== Exercise requirements ==
The records below must be duplicated exactly, character for character.

== Excerpted records ==

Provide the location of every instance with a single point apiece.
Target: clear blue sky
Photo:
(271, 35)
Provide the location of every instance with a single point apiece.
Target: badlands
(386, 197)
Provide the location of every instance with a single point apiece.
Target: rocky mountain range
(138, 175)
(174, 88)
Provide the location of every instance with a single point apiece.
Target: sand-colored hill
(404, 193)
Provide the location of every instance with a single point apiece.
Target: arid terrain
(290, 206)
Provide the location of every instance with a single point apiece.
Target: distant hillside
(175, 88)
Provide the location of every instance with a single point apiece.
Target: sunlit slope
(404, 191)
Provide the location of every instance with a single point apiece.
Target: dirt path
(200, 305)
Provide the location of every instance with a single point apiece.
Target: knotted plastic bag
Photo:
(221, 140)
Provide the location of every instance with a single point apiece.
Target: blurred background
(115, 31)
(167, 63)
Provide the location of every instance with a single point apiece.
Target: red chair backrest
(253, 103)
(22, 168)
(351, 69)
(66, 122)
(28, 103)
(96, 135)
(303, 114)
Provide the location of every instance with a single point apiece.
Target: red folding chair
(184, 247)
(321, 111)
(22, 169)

== Output of the exercise ==
Provide the location of every instance with a single point apiece.
Target: clear blue sky
Photo:
(271, 35)
Provide the location of every instance with a single point apiece.
Target: badlands
(386, 197)
Provide the location of every instance with a single point apiece.
Target: rocky mountain range
(138, 175)
(174, 88)
Provide the location of every instance with a single point apiece.
Target: sand-colored hill
(404, 193)
Provide the location of every instance with a single point apiece.
Target: arid terrain
(290, 206)
Provide the location of every instance with a single point apiece.
Target: distant hillside
(175, 88)
Provide the location of every instance with a single point apiece.
Target: sunlit slope
(404, 191)
Provide the location of every instance with a single point apiece.
Target: dirt path
(200, 305)
Provide the location of every instance with a single point apiece.
Target: knotted plastic bag
Photo:
(221, 140)
Provide the location of every instance with a single point apiece.
Target: blurred background
(115, 31)
(167, 63)
Provide the location of every instance with a single point apiece.
Target: red chair backrest
(253, 103)
(22, 168)
(351, 69)
(66, 122)
(28, 103)
(96, 135)
(303, 114)
Provide the location of every instance with a single point apiece.
Target: red folding chair
(184, 247)
(321, 111)
(22, 169)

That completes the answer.